EXTRACT ->

========

The Circle of Control

A few weeks back, I had a meltdown at dinner, expressing to my family how much I hated this pandemic happening. I was so sad that I was having to make strict rules about friends and outings. I expressed how much I hated the fact that my children wouldn’t be able to share in the fun ceremonies and events and milestones that their senior friends so much deserved, but would be missing out on. I shed tears about all of my daughter’s tennis events, written on the calendar, going by, getting crossed off the calendar, one by one, week after week. It killed me that my middle sons wouldn’t even get to say good-bye to their senior fraternity brothers, before these young men headed out on their own adult, professional lives. I wanted my husband to know how concerned I felt about him having the extra weight on his shoulders, by having to worry not only about our health and supporting our family, but for the ever mounting, stressful business issues happening, day in and day out, due to the coronavirus. I wanted my eldest son to feel the comfort of being with his family, instead of by himself, in his bachelor apartment, not making close physical contact with anybody, for weeks on end. I wanted to stop it all and I wanted to make it all just go away, for my family, for our friends, and quite honestly, for the whole entire world.

========

[Photo-based referring expression records]
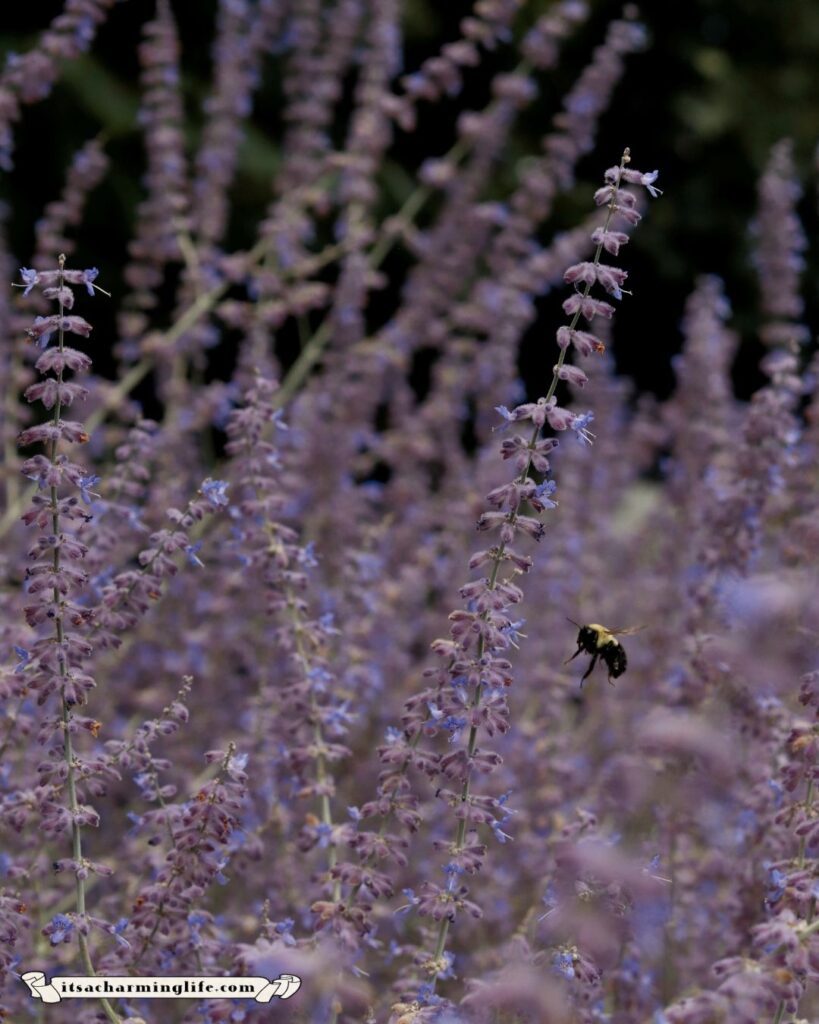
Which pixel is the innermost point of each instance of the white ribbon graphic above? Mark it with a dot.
(39, 987)
(230, 986)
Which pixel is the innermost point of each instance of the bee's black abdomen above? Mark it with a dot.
(614, 656)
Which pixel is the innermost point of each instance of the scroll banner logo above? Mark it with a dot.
(229, 987)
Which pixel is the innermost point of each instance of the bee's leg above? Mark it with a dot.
(589, 671)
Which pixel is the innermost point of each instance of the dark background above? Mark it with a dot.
(719, 84)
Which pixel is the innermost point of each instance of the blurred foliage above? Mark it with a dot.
(719, 84)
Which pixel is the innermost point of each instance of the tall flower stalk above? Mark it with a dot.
(471, 695)
(54, 663)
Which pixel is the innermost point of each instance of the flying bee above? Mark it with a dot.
(602, 643)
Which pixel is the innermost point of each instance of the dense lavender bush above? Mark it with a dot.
(265, 708)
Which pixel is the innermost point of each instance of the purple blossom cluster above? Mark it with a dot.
(264, 708)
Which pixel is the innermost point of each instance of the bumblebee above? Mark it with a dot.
(602, 643)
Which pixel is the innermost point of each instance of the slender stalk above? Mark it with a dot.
(443, 928)
(68, 747)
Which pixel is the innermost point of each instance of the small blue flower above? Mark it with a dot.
(512, 631)
(30, 278)
(426, 995)
(414, 901)
(117, 931)
(85, 483)
(23, 659)
(776, 885)
(579, 425)
(563, 964)
(89, 276)
(215, 493)
(544, 494)
(192, 557)
(454, 725)
(60, 928)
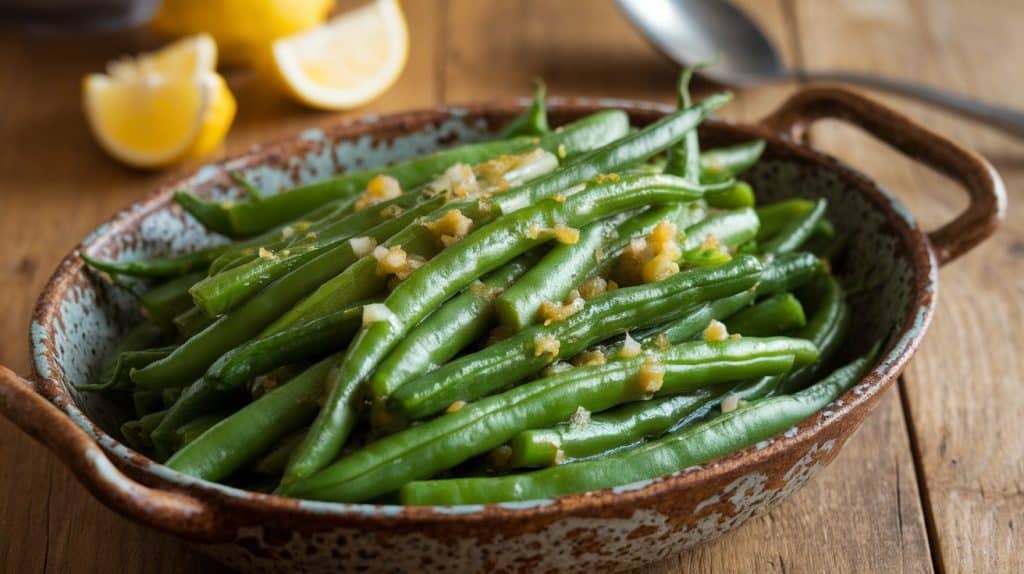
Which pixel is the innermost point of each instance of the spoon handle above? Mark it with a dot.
(1006, 119)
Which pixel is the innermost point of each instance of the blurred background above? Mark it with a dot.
(914, 492)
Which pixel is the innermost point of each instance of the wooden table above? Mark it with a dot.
(933, 482)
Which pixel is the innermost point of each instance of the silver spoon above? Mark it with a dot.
(693, 31)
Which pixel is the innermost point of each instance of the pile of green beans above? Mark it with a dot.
(548, 312)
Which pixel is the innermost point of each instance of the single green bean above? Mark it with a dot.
(361, 281)
(454, 268)
(441, 443)
(691, 446)
(252, 430)
(448, 330)
(308, 342)
(521, 355)
(727, 163)
(775, 315)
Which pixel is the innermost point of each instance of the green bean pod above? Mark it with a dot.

========

Could you carry on the essay "The Circle of Control" above, starting right after its last sentence?

“Mom, we get it, the coronavirus is not your fault,” my youngest son said.

That statement stopped me in my tracks. It snapped me to attention. It gave me a lot of relief, and also, quite a bit of introspection. I guess that it made me realize how egocentric I can be, even in my caring for others. It made me realize how my control issues sometimes are disguised as “worry” and “concern.” If my own well-being is only present when the conditions outside of me are exactly what I think that they should be, then I will have to understand that my personal “well-being” will only be a sparse and fleeting feeling for me, for the rest of my life. The reality of what was really going on, during my meltdown at dinner that night, was my needing for everything to be ” just right” for everyone else whom I love and have concern for, in order for me to feel okay and alright with the world. That’s not fair to me, or to anybody else and frankly, it’s simply just not going to happen. Ever. Because when this pandemic passes, other issues will come around. That is the nature of life. Granted, the pandemic is a whammy, but sometimes it takes a big, ol’ slap in the face, to really get some introspection about your own coping skills and your own perceptions and about the overall way that you go about living your life and how you relate to others.

One of my dearest friends often refers to “the circle of control.” Here it is:

How the Circle of Control affects the Intellect's life?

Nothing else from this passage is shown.